■ **EXERCISE**: Extend the text on Pakistan's Hudood Ordinances with a few sentences that follow on from its last sentence.

■ **SELECTED EXTRACT**:
— Begin —

According to a police official, in a majority of rape cases, the victims are pressured to drop rape charges because of the threat of Hudood adultery charges being brought against them. A parliamentary commission of inquiry for women has criticized the Hudood Ordinances and recommended their repeal. It also has been charged that the laws on adultery and rape have been subject to widespread misuse, and that 95 percent of the women accused of adultery are found innocent in the court of first instance or on appeal. This commission found that the main victims of the Hudood Ordinances are poor women who are unable to defend themselves against slanderous charges. According to the commission, the laws also have been used by husbands and other male family members to punish their wives and female family members for reasons that have nothing to do with perceived sexual impropriety. Approximately one-third or more of the women in jails in Lahore, Peshawar, and Mardan in 1998 were awaiting trial for adultery under the Hudood Ordinances. The Human Rights Commission of Pakistan stated that this ratio remained unchanged during the period covered by this report.

— End —

■ **MATERIAL**:
— Begin —

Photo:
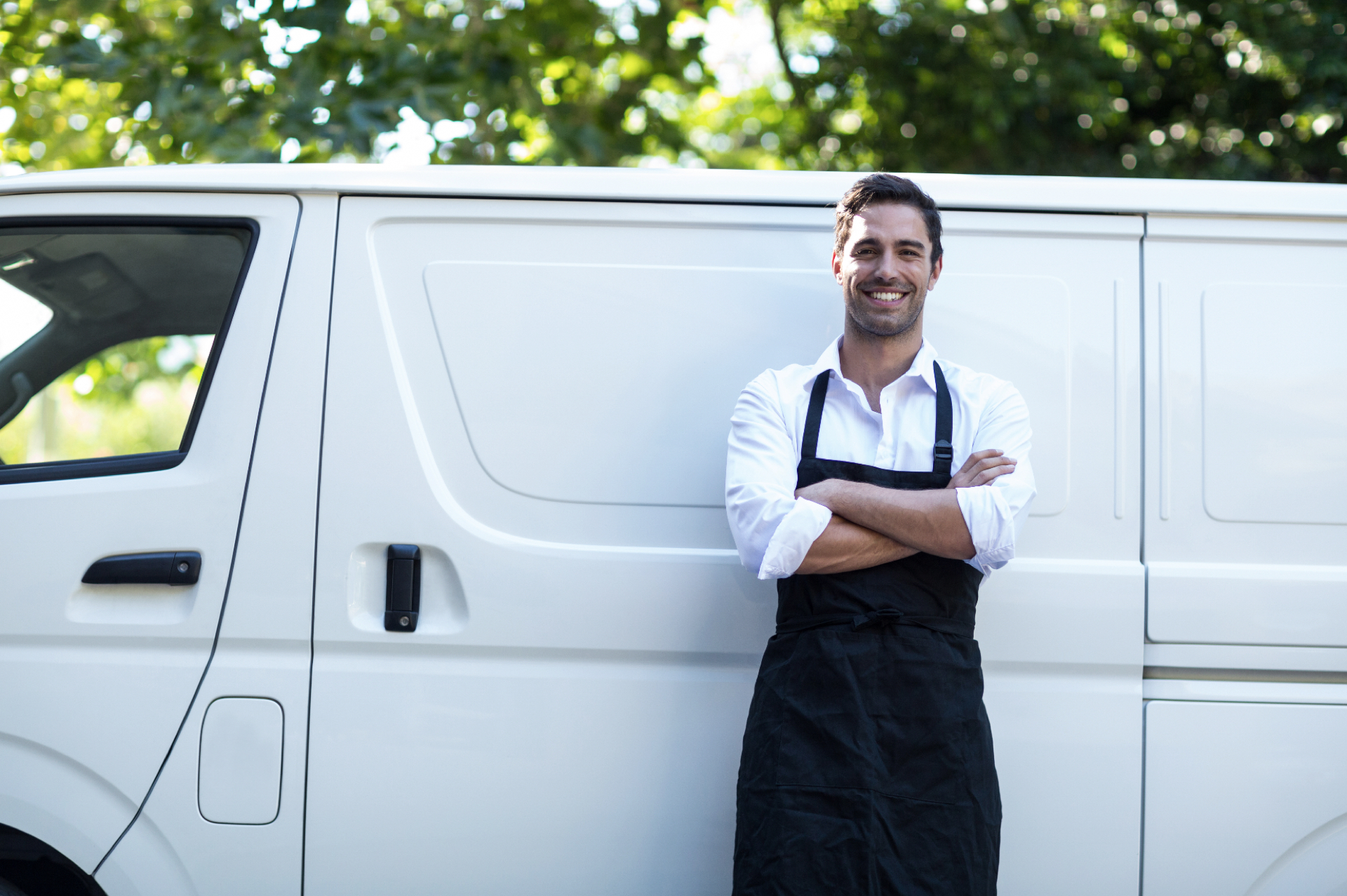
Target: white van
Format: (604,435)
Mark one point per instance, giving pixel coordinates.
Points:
(364,531)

— End —

■ **RESPONSE TO THE EXERCISE**:
Ministry of Religious Affairs

The Ministry of Religious Affairs, which is entrusted with safeguarding religious freedom, has on its masthead a Koranic verse: "Islam is the only religion acceptable to God." The Ministry claims that it spends 30 percent of its annual budget to assist indigent minorities, to repair minority places of worship, to set up minority-run small development schemes, and to celebrate minority festivals. However, religious minorities question its expenditures, observing that localities and villages housing minority citizens go without basic civic amenities. The Bishops' Conference of the National Commission for Justice and Peace (NCJP), using official budget figures for expenditures in 1998, calculated that the Government actually spent $17 (PRs 850) on each Muslim and only $3.20 (PRs 16) on each religious minority citizen per month.

References

Sources: International Religious Freedom Report. Released by the Bureau of Democracy, Human Rights, and Labor. U. S. Department of State website.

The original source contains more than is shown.